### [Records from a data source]
━━━━━━━━━━━━━━━━

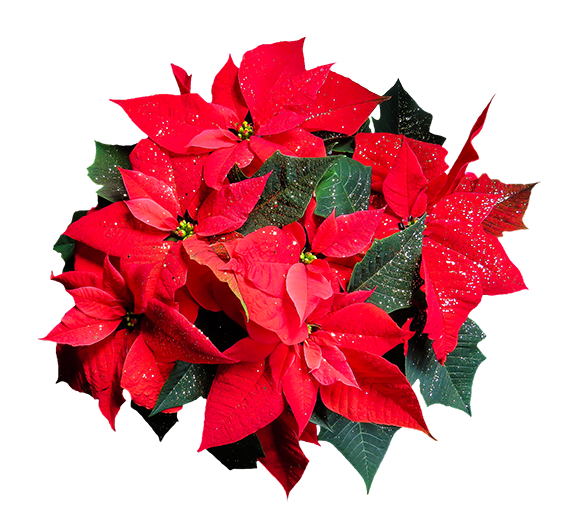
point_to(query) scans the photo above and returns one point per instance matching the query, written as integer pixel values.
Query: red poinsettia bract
(462, 259)
(168, 203)
(105, 348)
(340, 358)
(286, 103)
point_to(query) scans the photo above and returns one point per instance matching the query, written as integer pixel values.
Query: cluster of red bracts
(144, 266)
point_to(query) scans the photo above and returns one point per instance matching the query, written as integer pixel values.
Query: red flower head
(285, 103)
(105, 347)
(461, 260)
(340, 358)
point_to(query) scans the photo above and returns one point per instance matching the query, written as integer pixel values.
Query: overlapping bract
(145, 265)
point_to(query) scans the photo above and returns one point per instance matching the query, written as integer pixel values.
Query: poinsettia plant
(318, 221)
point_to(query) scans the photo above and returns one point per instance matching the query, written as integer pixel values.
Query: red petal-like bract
(300, 390)
(169, 334)
(143, 376)
(181, 173)
(264, 257)
(467, 155)
(183, 79)
(213, 139)
(77, 279)
(306, 289)
(453, 288)
(102, 364)
(460, 263)
(404, 185)
(77, 329)
(141, 185)
(346, 235)
(113, 230)
(220, 162)
(226, 210)
(512, 202)
(280, 360)
(115, 284)
(265, 69)
(333, 368)
(226, 89)
(97, 303)
(172, 120)
(154, 271)
(379, 151)
(342, 105)
(299, 142)
(151, 213)
(199, 250)
(248, 350)
(242, 400)
(362, 326)
(385, 397)
(284, 458)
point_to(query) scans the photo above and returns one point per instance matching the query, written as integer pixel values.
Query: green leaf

━━━━━━━━━━━━━━━━

### [WRITTEN INSTRUCTION]
Please pull out every line of the listing above that contains the string "poinsettia", treating case as significant.

### [WRITTEN RESPONSE]
Query: red poinsettia bract
Query: poinsettia plant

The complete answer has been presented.